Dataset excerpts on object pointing
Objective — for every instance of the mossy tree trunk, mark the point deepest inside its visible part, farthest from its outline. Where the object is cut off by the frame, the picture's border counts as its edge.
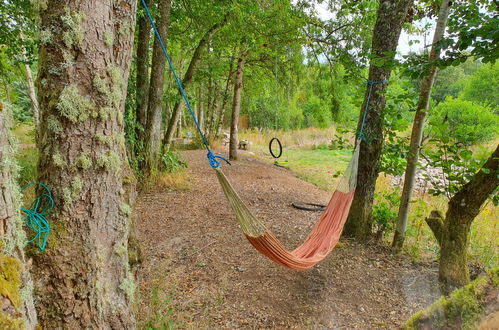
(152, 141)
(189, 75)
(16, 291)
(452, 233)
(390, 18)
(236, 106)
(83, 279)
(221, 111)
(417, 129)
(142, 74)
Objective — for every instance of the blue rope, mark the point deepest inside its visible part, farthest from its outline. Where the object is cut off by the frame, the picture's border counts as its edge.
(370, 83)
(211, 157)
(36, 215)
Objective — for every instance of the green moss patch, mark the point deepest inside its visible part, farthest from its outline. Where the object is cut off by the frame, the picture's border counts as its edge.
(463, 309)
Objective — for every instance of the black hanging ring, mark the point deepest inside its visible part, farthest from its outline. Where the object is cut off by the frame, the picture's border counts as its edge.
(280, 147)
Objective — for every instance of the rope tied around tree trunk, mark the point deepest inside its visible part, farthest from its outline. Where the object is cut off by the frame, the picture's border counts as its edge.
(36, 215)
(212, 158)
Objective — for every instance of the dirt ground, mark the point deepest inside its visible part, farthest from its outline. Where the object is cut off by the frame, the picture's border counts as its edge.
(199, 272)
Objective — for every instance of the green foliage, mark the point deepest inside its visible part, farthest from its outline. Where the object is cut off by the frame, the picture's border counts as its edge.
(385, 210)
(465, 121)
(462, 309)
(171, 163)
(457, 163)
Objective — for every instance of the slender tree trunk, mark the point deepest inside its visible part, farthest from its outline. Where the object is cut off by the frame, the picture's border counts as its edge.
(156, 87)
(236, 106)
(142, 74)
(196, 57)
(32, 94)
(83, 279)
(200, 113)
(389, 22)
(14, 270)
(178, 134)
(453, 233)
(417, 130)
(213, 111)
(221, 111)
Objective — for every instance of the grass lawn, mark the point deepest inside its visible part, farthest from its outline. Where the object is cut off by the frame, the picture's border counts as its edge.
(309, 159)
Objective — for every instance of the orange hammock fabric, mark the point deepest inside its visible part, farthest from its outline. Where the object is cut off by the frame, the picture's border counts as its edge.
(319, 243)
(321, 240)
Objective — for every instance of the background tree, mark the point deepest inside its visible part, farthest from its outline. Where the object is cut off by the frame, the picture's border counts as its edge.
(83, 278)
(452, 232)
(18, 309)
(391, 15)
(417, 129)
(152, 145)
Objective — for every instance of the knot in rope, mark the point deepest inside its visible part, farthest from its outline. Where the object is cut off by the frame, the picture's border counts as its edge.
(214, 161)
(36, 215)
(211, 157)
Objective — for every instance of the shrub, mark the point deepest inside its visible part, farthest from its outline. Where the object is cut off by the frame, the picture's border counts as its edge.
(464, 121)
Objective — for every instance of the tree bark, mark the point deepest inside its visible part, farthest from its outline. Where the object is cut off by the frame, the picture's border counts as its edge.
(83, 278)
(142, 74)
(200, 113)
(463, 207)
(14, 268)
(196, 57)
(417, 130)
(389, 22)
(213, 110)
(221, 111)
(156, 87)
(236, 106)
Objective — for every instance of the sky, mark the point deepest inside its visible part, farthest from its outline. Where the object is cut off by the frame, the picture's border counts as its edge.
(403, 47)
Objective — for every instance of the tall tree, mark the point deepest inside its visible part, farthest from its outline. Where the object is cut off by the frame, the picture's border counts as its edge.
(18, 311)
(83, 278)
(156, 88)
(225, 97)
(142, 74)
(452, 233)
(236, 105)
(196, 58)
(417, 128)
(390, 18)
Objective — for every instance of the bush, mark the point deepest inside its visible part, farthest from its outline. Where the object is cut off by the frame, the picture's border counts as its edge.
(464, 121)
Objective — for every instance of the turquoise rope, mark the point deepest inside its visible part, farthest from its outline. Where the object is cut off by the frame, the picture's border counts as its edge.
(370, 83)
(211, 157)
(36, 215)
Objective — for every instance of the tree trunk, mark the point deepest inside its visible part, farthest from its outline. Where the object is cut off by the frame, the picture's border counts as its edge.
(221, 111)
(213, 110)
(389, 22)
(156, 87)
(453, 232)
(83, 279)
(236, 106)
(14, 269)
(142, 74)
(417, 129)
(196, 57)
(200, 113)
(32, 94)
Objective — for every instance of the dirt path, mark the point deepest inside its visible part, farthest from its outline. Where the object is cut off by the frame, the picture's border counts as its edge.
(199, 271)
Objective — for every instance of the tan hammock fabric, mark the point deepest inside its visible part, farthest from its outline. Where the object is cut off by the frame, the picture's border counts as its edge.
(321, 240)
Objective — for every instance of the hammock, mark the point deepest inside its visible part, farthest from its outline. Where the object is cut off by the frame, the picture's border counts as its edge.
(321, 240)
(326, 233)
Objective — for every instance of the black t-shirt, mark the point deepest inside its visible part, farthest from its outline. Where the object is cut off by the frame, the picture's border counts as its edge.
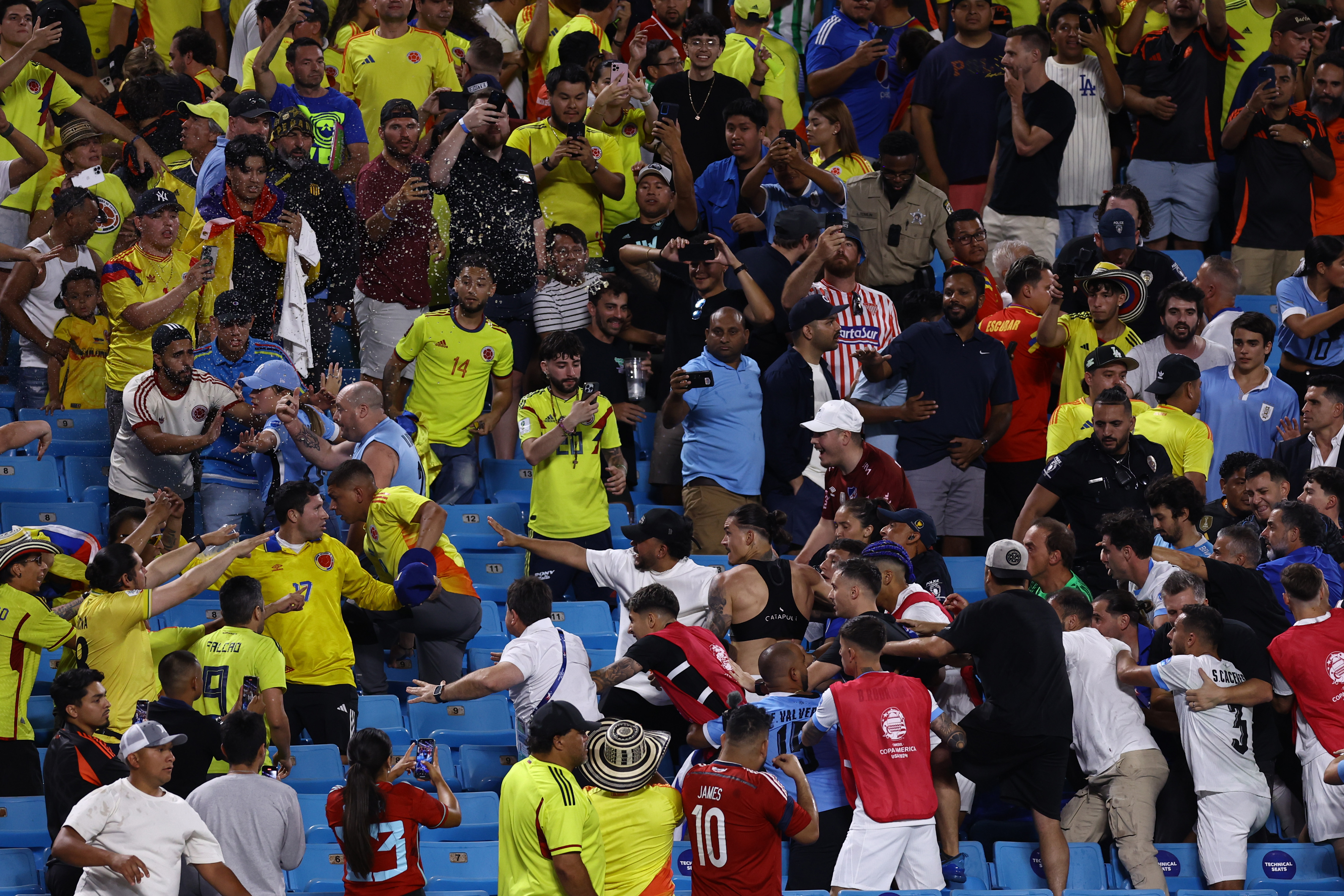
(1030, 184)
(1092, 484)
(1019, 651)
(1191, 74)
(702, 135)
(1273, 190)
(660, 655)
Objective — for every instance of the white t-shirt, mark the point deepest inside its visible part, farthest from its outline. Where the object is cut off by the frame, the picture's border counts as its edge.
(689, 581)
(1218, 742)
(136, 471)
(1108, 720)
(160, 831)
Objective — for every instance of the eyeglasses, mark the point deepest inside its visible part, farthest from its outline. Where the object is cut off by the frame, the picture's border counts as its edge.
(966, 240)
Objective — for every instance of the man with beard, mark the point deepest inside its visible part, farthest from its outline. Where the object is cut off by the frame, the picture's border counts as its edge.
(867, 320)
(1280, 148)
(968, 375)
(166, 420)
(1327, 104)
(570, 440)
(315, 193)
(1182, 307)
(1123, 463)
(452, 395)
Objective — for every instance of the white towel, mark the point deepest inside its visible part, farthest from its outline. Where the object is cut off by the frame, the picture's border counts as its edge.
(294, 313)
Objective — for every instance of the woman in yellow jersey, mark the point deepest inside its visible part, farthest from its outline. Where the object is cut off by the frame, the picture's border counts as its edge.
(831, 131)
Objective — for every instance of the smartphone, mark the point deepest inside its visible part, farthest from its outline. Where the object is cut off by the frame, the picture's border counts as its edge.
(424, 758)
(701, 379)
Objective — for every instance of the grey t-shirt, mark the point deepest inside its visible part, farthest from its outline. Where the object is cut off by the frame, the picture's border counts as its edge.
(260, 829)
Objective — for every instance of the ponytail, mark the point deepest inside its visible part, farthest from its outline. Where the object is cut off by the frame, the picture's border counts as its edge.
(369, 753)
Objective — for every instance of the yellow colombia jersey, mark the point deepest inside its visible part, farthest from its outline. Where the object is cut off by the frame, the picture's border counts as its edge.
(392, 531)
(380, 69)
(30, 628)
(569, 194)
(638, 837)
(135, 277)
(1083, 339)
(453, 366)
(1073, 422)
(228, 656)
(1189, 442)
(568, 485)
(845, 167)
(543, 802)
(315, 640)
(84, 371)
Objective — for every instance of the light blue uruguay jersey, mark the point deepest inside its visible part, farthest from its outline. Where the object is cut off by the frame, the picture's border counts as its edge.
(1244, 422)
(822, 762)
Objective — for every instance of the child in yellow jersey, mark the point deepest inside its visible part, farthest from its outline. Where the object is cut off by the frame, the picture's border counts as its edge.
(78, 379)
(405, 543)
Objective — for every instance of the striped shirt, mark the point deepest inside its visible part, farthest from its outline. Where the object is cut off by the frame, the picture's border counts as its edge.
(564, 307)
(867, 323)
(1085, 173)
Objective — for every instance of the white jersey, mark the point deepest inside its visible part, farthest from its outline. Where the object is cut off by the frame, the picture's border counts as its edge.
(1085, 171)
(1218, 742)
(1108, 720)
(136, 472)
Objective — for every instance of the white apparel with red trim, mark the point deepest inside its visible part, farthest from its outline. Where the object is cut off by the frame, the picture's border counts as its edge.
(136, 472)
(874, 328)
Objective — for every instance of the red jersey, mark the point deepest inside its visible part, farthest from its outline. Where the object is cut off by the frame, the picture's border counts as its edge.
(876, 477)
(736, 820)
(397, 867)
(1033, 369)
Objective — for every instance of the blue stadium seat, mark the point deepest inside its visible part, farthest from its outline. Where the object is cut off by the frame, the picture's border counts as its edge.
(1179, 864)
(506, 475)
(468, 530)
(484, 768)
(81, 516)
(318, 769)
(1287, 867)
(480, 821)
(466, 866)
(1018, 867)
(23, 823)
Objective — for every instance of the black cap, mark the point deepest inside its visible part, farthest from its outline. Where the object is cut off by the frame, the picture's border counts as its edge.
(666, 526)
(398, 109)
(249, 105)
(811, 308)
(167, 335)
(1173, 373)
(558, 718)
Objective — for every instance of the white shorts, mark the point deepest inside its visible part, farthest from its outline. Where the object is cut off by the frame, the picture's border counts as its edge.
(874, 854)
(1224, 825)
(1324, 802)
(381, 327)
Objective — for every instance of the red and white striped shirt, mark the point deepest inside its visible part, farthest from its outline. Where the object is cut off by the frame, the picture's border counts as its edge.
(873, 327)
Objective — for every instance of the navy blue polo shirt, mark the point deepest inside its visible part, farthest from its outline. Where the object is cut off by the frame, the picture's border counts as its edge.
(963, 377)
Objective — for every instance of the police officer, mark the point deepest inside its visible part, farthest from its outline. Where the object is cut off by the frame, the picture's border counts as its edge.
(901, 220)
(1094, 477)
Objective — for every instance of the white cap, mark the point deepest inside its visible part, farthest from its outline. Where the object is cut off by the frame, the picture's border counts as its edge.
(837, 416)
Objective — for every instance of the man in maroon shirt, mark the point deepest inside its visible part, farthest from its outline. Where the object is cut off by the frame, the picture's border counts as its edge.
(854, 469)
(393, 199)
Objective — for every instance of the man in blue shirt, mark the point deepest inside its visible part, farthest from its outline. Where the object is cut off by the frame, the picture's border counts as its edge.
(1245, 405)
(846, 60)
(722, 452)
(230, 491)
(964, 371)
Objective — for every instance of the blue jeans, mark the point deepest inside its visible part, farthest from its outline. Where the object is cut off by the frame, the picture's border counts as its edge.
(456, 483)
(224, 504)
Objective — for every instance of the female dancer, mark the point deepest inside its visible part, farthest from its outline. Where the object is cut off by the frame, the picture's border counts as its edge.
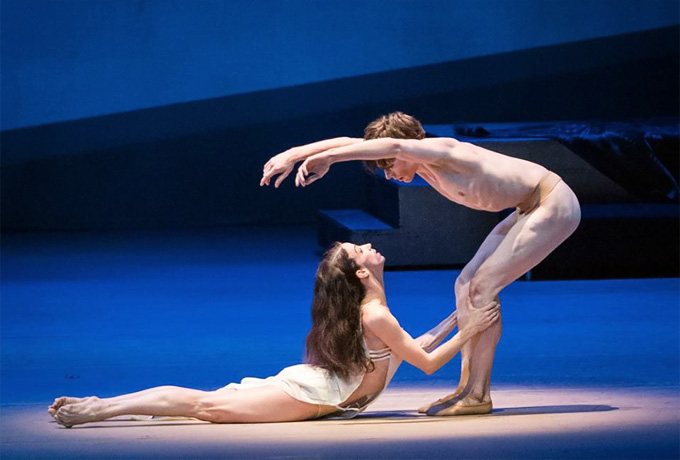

*REQUEST*: Your task is to output exactly the lines from the line containing "Objective — for every instance of the white shorts, mark" through the last line, inclusive, leaving every picture out.

*FINAL RESULT*:
Objective — for every instance of the white shorts, mark the point deepest inside its visible part, farthest from its outline. Where the object is cut off by the frame, the picture's border counts as its edge.
(874, 854)
(1224, 825)
(1324, 802)
(381, 327)
Objective — for every instance of the red and white striped shirt, mark the point deepest inside its visible part, farthest from its outline. Where the object is cut off by the frame, the picture's border counts as its edge.
(873, 327)
Objective — for every instance of the navy blue polo shirt, mark the point deepest inside its visible part, farthest from its outline. Where the object is cut off by the frame, the picture's border counts as its edge.
(963, 377)
Objective — for every instance of the police officer, mark the point deepest inside its visible part, farthest from its outline. Where the object is cut off by the frame, the picture's border counts as its edge.
(901, 220)
(1094, 477)
Objective — for every instance of the white cap, mark the point deepest inside its visible part, farthest from its outline. Where the object is cut off by the frame, the picture's border counts as its edge.
(837, 416)
Objective — for every instance of the man in maroon shirt, mark the point deepest inside its visible part, farthest from its outline. Where the object is cut off by the frame, the picture's border counts as its edge.
(854, 469)
(393, 199)
Objective — for every instance of the man in blue shirt, mark the point deepest inside its visible part, farthest from its outline. Where the object is cut off by the frame, the picture's border counts as its edge.
(1245, 405)
(846, 60)
(722, 452)
(230, 491)
(964, 371)
Objective — for every instance of the blue jeans, mark the point deepest inside its visible part, farthest from its outline. Where the object is cut off by the frame, the picture's border counts as its edge.
(456, 483)
(224, 504)
Objective — for every instance of the female dancer, mark the point deepest inside its visible part, farthest from its outline. Where the object is cut off by the frame, the picture's border counts as its edge.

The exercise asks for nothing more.